→ CHALLENGE
Using the commit message below, list every expression code that the patch adds special vectorizer cost cases for.

→ EXCERPT TO READ
┏━━

[gcc r16-89] Fix vectorizer costs of COND_EXPR, MIN_EXPR, MAX_EXPR, ABS_EXPR, ABSU_EXPR

Jan Hubicka via Gcc-cvs Tue, 22 Apr 2025 14:48:41 -0700

https://gcc.gnu.org/g:0650ea627399a0ef23db434d4fce6b52b9faf557


commit r16-89-g0650ea627399a0ef23db434d4fce6b52b9faf557
Author: Jan Hubicka <hubi...@ucw.cz>
Date:   Tue Apr 22 23:47:14 2025 +0200

    Fix vectorizer costs of COND_EXPR, MIN_EXPR, MAX_EXPR, ABS_EXPR, ABSU_EXPR
    
    this patch adds special cases for vectorizer costs in COND_EXPR, MIN_EXPR,
    MAX_EXPR, ABS_EXPR and ABSU_EXPR.   We previously costed ABS_EXPR and 
ABSU_EXPR
    but it was only correct for FP variant (wehre it corresponds to andss 
clearing
    sign bit).  Integer abs/absu is open coded as conditinal move for SSE2 and
    SSE3 instroduced an instruction.

┗━━

→ EXTRACTED DATA
┏━━

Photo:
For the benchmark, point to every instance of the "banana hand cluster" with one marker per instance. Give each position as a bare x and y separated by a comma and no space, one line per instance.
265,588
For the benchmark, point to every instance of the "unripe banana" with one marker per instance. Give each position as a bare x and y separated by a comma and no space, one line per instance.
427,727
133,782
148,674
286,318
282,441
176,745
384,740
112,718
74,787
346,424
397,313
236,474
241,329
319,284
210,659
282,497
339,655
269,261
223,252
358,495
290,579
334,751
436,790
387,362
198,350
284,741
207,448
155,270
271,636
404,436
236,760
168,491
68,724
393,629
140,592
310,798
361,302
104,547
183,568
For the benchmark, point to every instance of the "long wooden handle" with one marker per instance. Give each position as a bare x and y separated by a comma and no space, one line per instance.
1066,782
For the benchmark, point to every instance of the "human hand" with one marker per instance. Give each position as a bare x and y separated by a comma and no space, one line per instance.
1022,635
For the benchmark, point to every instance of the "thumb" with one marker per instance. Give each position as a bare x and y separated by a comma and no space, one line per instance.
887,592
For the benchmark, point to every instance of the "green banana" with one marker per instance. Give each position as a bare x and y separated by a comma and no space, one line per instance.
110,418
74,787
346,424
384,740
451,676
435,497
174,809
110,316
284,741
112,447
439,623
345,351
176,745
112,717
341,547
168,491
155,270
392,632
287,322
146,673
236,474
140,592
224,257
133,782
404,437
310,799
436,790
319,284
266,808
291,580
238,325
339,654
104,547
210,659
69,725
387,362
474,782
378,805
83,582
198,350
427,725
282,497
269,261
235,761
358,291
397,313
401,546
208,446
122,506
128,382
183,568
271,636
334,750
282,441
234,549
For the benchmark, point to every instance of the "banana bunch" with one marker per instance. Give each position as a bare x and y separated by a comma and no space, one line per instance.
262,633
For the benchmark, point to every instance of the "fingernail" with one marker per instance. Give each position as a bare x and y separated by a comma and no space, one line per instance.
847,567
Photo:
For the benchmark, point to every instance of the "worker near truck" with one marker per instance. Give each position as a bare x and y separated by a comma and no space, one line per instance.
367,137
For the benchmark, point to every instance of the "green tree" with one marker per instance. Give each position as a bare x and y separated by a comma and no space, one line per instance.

┗━━

→ EXERCISE OUTPUT
COND_EXPR, MIN_EXPR, MAX_EXPR, ABS_EXPR, ABSU_EXPR